▸ **Supplied passage**:
===============
V. I.   Lenin

The Capitalist System of Modern Agriculture



The Low Productivity of Labour in Small-Scale Production and Excessive Work

The significance of the data on the use of machinery in agriculture is usually underestimated in economic literature. Firstly, the capitalist character of the use of machinery is quite often ignored (always, in the case of bourgeois economists); the economists make no investigation of this problem, they do not know how to raise it or do not even want to do so. Secondly, the use of machinery is considered in isolation and not as a criterion of the different types of farm, different methods of cultivation and different economic conditions of farming.

If, for example, as a general rule we find an incomparably greater use of machinery in large-scale compared with small-scale production, and a huge concentration of machines in the capitalist farms, which sometimes even have almost e monopoly of up-to-date implements, this is an indication of the difference in care for the land among farms of different types. Among the machines registered by the German census are such machines as steam ploughs, seed-drills and potato-planting machines. The fact that they are mainly used in capitalist agriculture means that in this case care for the land is better, the technique of cultivation higher and the productivity of labour greater. Bensing,[2] the author of a well-known monograph on agricultural machinery, basing himself on the data of specialists concerning the effect of using various machines, has calculated that, even without changing the system of cultivation, the use of machines by itself raises the net return from farming many times over. These calculations have not been refuted by anyone and basically they cannot be refuted.

The small-scale producer who has no opportunity of using up-to-date implements is forced to lag behind in care for the land, and it is only individuals or a few dozen out of hundreds and thousands who can try to “overtake” the big farmer by applying more labour to the land while retaining the old tools, and by greater “assiduousness” and a longer working day. The, statistics of the use of machinery indicate therefore the existence of excessive labour in small-scale production,   a fact which is always stressed by Marxists. No statistics can take direct account of this fact, but if the statistical data are regarded in the light of their economic significance, it becomes clear which types of farming are bound to develop, cannot fail to develop, in modern society when machines are used, and when their use is impossible.
===============
▸ **Material provided**:
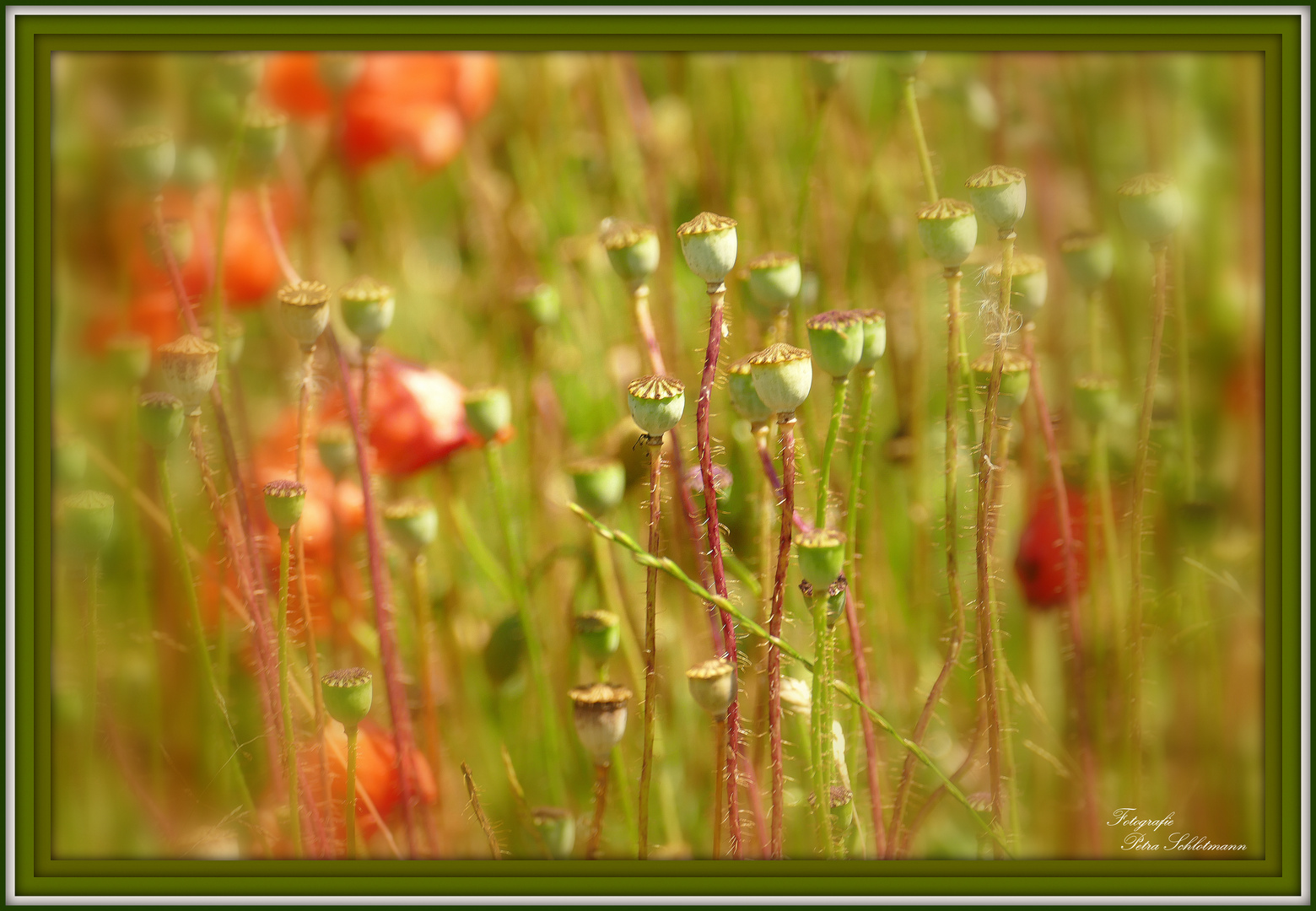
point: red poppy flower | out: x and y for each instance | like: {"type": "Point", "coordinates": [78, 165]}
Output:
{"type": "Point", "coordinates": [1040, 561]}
===============
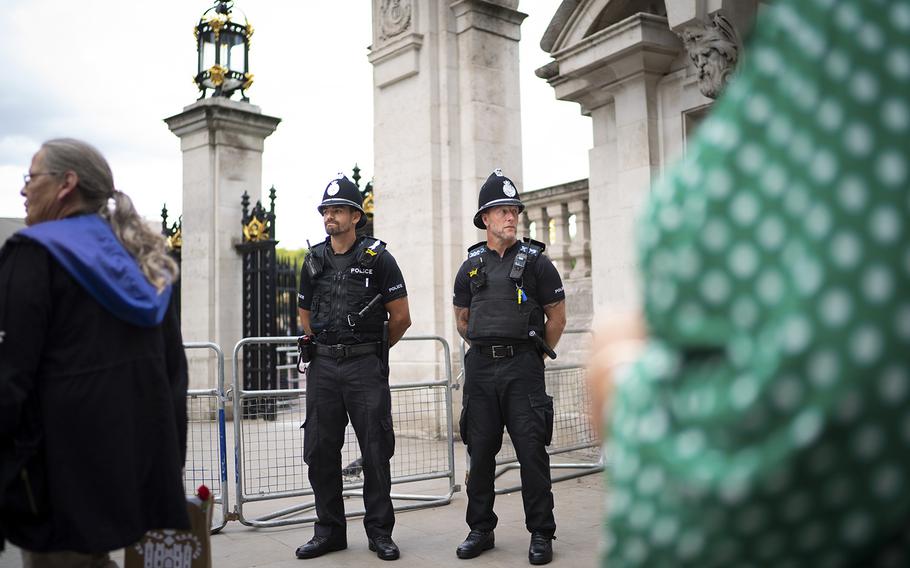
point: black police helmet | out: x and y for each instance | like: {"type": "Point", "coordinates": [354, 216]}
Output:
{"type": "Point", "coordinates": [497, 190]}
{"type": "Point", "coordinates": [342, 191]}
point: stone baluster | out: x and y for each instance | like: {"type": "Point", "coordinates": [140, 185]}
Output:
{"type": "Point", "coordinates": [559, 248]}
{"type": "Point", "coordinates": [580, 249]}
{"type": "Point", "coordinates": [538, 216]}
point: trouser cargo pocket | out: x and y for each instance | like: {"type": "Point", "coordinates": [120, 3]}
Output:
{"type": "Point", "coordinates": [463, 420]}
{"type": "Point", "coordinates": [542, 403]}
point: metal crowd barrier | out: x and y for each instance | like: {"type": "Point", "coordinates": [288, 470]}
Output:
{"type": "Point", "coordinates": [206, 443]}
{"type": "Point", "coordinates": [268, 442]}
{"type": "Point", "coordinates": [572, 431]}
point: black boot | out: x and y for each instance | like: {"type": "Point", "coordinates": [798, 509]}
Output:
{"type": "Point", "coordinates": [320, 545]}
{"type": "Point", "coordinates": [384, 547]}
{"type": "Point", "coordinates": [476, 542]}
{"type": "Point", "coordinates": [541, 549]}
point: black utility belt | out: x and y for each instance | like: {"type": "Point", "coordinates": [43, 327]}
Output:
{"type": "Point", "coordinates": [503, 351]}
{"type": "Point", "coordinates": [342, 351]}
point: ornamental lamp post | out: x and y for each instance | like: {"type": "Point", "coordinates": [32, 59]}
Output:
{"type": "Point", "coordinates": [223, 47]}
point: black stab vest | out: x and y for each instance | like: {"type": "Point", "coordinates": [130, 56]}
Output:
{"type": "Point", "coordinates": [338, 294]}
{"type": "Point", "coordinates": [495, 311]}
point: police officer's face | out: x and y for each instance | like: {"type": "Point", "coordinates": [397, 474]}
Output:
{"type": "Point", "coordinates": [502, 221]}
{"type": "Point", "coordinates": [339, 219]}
===============
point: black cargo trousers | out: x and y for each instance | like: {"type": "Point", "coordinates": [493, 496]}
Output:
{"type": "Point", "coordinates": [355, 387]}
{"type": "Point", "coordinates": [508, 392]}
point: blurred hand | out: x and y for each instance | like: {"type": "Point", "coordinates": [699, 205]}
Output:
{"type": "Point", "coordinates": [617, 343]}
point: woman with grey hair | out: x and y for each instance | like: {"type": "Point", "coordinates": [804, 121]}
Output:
===============
In the text about agricultural machinery, rewrite the paragraph beginning "The significance of the data on the use of machinery" as a short bulleted list that keeps its main points. Rely only on the text about agricultural machinery for what follows.

▸ **Worked solution**:
- Economic literature usually underestimates the significance of data on the use of machinery in agriculture.
- First, the capitalist character of machinery use is often ignored, and always by bourgeois economists, who do not investigate the problem, do not know how to raise it, or do not want to.
- Second, machinery use is considered in isolation rather than as a criterion of different types of farm, methods of cultivation and economic conditions of farming.